DATA FOR THIS EXERCISE →
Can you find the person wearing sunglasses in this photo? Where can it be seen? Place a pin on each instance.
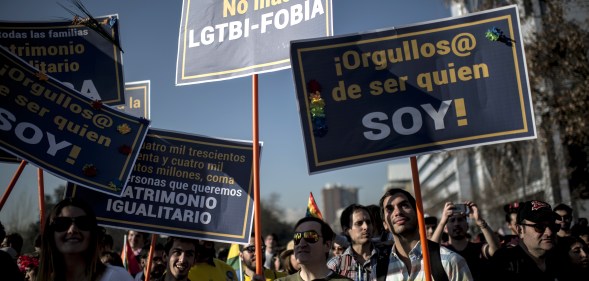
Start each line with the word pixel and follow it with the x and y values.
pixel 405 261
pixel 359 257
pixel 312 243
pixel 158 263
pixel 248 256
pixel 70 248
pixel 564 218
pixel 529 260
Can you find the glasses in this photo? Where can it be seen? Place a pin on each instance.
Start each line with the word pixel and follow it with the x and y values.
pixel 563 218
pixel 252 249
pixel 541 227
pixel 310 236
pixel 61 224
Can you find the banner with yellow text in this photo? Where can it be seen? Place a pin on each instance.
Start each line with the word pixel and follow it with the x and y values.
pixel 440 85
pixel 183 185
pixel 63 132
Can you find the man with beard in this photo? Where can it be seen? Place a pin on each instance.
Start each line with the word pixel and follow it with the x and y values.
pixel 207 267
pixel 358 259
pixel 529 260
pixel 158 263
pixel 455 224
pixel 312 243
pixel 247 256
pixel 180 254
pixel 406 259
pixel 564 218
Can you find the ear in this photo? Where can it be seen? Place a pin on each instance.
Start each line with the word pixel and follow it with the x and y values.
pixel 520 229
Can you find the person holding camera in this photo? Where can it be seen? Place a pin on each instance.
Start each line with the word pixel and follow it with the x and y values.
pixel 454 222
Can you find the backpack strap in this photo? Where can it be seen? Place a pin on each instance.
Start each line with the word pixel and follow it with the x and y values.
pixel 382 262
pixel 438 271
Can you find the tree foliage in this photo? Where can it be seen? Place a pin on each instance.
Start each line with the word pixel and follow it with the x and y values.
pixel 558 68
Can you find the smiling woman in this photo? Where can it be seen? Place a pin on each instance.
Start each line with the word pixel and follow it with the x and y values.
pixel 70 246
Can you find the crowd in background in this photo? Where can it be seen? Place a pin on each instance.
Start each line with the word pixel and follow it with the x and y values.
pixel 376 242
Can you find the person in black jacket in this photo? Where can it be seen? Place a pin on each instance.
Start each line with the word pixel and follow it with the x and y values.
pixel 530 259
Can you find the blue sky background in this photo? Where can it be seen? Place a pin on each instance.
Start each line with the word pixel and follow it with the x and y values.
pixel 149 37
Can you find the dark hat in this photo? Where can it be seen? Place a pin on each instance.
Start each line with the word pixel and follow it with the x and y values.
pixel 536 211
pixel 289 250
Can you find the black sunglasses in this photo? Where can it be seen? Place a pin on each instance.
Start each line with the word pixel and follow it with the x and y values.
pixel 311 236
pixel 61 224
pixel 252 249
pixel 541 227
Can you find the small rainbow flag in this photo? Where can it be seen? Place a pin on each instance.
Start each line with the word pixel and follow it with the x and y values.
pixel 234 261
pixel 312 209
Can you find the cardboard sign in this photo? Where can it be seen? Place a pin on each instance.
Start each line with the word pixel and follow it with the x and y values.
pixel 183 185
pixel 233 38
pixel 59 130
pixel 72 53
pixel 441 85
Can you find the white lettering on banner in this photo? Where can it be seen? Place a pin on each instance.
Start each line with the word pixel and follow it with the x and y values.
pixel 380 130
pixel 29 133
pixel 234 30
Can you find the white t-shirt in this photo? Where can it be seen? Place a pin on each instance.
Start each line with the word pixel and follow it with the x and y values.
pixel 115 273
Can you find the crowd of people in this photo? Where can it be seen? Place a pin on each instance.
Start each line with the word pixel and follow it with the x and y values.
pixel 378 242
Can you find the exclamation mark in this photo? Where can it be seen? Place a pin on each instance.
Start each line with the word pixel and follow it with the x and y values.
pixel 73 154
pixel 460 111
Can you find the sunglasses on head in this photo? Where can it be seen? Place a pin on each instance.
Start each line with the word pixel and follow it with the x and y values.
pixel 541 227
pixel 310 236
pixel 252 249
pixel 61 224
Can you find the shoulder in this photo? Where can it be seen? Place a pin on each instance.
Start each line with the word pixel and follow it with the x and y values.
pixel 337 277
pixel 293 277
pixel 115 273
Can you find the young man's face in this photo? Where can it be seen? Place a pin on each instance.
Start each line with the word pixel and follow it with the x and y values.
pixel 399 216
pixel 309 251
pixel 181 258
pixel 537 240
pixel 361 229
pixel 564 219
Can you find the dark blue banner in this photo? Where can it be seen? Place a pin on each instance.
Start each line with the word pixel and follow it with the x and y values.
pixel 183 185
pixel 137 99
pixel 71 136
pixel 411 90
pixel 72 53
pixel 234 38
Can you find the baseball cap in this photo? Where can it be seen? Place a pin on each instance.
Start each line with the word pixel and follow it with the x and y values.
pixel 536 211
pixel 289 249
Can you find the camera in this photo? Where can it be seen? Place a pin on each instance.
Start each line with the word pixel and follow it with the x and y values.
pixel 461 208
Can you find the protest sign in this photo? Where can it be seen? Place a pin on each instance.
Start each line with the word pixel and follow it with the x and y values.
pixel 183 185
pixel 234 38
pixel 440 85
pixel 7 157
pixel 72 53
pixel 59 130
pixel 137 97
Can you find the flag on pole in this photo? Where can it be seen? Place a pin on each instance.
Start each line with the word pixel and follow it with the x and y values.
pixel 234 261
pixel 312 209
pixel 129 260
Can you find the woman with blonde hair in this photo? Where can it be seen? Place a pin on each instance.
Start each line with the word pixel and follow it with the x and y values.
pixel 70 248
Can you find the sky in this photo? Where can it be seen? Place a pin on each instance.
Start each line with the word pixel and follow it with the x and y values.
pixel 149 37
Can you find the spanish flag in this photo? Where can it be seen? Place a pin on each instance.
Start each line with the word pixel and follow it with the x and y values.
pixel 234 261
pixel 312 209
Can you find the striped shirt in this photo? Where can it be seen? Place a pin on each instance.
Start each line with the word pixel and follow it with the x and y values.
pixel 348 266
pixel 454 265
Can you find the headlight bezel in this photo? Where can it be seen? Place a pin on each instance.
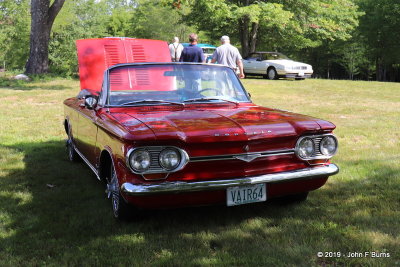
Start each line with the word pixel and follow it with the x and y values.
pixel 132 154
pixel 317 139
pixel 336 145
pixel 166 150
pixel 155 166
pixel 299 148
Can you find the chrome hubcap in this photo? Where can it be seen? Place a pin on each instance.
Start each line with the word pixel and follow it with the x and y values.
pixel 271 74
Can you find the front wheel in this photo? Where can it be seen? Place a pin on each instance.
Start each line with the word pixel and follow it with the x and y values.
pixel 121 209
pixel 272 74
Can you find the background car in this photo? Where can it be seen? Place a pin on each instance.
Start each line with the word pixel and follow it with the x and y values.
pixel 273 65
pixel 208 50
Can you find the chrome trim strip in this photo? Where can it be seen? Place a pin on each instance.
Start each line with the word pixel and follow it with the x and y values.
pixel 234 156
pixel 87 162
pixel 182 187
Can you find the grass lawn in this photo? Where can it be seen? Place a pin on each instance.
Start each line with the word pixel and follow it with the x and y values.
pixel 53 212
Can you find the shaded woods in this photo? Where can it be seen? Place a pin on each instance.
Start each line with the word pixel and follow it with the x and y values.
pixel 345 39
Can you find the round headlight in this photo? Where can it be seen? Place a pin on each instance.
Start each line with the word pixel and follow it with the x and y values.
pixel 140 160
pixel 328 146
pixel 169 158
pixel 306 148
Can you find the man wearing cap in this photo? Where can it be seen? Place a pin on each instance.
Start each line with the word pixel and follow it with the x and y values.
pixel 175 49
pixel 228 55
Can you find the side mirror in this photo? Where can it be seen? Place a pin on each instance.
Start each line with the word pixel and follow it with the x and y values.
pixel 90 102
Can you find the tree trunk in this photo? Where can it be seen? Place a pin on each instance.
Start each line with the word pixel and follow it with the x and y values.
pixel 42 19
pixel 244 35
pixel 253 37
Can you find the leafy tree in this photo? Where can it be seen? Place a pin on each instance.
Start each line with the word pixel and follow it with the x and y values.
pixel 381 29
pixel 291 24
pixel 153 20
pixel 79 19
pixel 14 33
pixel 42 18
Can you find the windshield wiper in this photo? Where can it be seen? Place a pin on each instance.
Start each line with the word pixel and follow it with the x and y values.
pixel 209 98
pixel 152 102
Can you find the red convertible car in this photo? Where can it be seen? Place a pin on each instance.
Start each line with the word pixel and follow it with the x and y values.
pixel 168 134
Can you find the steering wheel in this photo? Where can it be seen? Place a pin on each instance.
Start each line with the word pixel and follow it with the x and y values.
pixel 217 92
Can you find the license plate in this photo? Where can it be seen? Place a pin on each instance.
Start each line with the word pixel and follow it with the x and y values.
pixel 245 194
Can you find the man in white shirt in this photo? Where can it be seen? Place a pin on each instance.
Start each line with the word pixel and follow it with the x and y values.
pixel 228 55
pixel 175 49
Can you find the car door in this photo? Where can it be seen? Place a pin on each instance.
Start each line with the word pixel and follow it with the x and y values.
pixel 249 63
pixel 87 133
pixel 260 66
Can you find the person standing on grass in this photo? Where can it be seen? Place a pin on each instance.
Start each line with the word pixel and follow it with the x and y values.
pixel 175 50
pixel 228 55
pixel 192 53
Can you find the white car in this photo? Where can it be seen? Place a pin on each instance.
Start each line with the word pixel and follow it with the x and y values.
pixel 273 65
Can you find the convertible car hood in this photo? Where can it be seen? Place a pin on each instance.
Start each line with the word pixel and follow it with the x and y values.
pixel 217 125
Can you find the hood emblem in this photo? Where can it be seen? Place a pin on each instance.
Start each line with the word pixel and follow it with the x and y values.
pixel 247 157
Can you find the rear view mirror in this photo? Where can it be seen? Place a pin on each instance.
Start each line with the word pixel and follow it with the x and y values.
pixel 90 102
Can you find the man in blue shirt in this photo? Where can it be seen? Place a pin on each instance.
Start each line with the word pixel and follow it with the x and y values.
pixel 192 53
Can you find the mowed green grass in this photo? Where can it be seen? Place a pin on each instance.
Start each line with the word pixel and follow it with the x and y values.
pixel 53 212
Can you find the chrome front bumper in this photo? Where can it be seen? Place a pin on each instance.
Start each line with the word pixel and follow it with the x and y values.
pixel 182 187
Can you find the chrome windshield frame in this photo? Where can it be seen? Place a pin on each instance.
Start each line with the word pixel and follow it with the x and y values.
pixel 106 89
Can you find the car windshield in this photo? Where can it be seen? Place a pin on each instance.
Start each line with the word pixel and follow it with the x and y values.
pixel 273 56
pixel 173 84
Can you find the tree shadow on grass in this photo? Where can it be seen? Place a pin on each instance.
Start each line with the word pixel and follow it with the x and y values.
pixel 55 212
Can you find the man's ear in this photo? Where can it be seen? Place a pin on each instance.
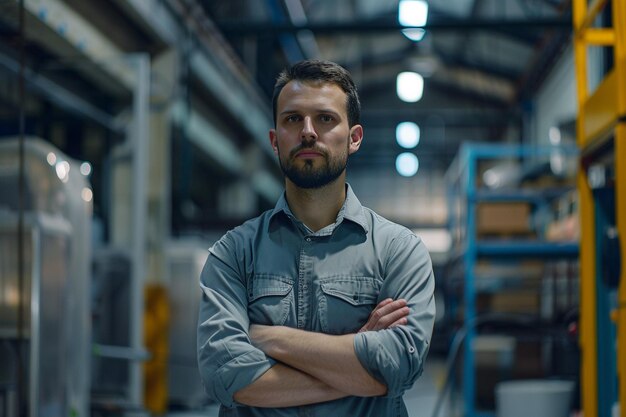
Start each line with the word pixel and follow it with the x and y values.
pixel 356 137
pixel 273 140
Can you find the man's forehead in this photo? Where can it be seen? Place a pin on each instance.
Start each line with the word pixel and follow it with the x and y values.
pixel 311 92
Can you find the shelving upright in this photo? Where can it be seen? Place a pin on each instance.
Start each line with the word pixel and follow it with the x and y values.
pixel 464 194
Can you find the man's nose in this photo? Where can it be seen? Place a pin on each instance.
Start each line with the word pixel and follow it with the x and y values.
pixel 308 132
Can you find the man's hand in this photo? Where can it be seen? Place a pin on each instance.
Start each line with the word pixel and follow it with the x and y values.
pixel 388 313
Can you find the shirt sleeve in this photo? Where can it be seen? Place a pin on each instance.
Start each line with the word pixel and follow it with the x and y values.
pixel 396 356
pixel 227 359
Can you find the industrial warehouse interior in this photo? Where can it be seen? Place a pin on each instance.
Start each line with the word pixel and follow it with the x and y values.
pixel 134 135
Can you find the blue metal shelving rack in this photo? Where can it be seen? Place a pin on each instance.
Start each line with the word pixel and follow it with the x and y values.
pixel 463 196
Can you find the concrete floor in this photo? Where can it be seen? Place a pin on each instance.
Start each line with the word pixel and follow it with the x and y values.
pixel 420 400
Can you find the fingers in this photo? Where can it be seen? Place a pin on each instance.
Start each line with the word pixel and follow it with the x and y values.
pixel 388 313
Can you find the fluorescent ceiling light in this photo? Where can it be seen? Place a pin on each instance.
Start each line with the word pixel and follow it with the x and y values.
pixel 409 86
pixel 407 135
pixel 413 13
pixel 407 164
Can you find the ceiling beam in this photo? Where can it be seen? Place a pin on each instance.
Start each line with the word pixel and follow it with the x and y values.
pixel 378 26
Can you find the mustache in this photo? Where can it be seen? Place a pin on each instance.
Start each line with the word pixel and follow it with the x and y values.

SHORT PROBLEM →
In the records from the line with "Can you find the man's hand" up to and including the line with "pixel 420 400", change "Place a pin on" to "Mark" and give those lines back with nothing else altered.

RESPONSE FOR THIS EXERCISE →
Can you find the man's hand in this photo? Where can it be seen? Mark each instance.
Start each line with the word pixel and follow it with the x and y values.
pixel 388 313
Can you find the shirt sleeve in this photo? Where can it be seen? Mark each instance.
Start each line with the word pixel and follow it with the x and y values.
pixel 396 356
pixel 227 359
Can you find the industrial warehouse interior in this photo? Where can it be seen? Mark each instance.
Start each line with the word pixel and follow it with the x and y values.
pixel 134 135
Can you find the blue metal shelving rack in this photo? Where can it be seen? Mark each instance.
Start each line with the word pixel and follow it with the x and y values.
pixel 463 196
Can you find the concrete floor in this photo? Where can it be seen? Mark each instance.
Start each line with the word pixel and follow it with the x and y values.
pixel 420 400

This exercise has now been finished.